Data-Driven Risk Models Could Help Target Pipeline Safety Inspections
by Rick Kowalewski, Pipeline and Hazardous Materials Safety Administration, and
Peg Young, Ph.D., Bureau of Transportation Statistics
Federal safety agencies share a common problem—the need to
target resources effectively to reduce risk. One way this targeting is commonly done is with a risk model that uses
safety data along with expert judgment to identify and weight risk
factors. In a joint effort, the U.S.
Department of Transportation's Bureau of Transportation Statistics (BTS) and
Pipeline and Hazardous Materials Safety Administration (PHMSA) sought to
develop a new statistical approach for modeling risk by letting the data weight the data—by using
the statistical relationships among the data, not expert opinion, to develop
Some key findings:
data through statistical procedures was superior to judgment-weighting in
predicting (targeting) relative risk.
modeling can help not only target which operators to inspect but also
focus what to inspect based on a
set of risk factors.
infrastructure, operator performance, and incident history appear to be about
equally useful in predicting future risk.
PHMSA's mission is to protect people and the environment from
the risks inherent in the transportation of hazardous materials by pipeline and
other modes of transportation. Each year
the pipeline safety program inspects several hundred thousand miles of
interstate pipelines carrying natural gas and hazardous liquids across the
United States. These pipelines are
operated by over 1,000 operators who manage systems ranging from a few miles to
tens of thousands of miles. While a
pipeline might seem to be a very simple system, in fact these systems are very
complex, and each system has some unique characteristics.
The general approach for conducting standard inspections
until now has been to inspect each major part of each system every 3
years. In 2006, PHMSA initiated a research/pilot project to
integrate the various kinds of inspections it conducted, to re-examine the
3-year inspection interval for standard inspections, and to focus the scope of
its inspections based on operator risk. Changing inspection intervals from a periodic-basis
to a risk-basis and changing from
comprehensive to focused inspections reflect a significant change in
approach. Program managers understood
from the outset that the new approach would require a better risk model.
The Current Risk Model
For more than a decade, PHMSA has used the Pipeline
Inspection Prioritization Program (PIPP) to schedule inspections and allocate
resources. PIPP is a data-based model
using 10 to 12 data variables (depending on type of pipeline) that are
transformed into 9 indexes, which are added together for an overall risk
score. The data variables for both
hazardous liquid and gas transmission pipelines are listed in table 1.
Beginning with these input variables, each one is transformed
into another variable (the individual PIPP scores) ranging from 0 to 9 points,
depending on the input variable, and then combined into the final total PIPP
score. The variables were selected
using expert judgment, and the transformations that determine the weight for
each variable also used expert judgment. PIPP results are used with other information to help set scheduling
priorities for inspections.
PIPP has been shown to be 3 to 4 times better than random selection in
identifying ("predicting") future risk as reflected in the number of pipeline
incidents.1 However, PIPP tends to underestimate risk
(substantially) where the actual number of incidents is high, and overestimate
risk (somewhat) where the number of incidents is low. This difference is illustrated in the the two
PIPP score scatterplots in figure 1 for hazardous liquid pipelines and for
natural gas pipelines, respectively.

PROVIDED MATERIAL:
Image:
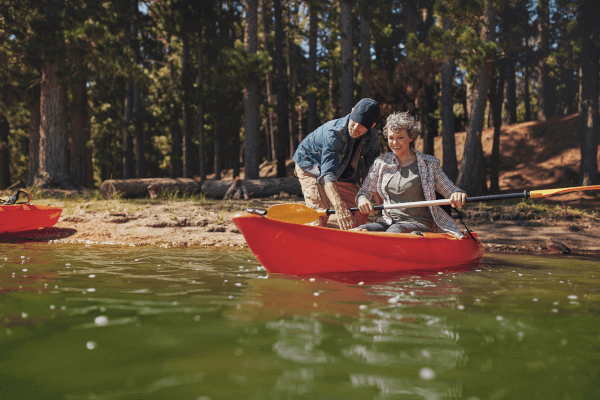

PROBLEM SET:
**1)** In the pipeline safety article, what three things did the research/pilot project that PHMSA started in 2006 set out to do?
**2)** According to the pipeline safety article, how much better than random selection has PIPP been shown to be at identifying future risk?

RESULTS FOR THE EXERCISE:
**1)**
- Integrate the various kinds of inspections it conducted
- Re-examine the 3-year inspection interval for standard inspections
- Focus the scope of its inspections based on operator risk

**2)** 3 to 4 times better.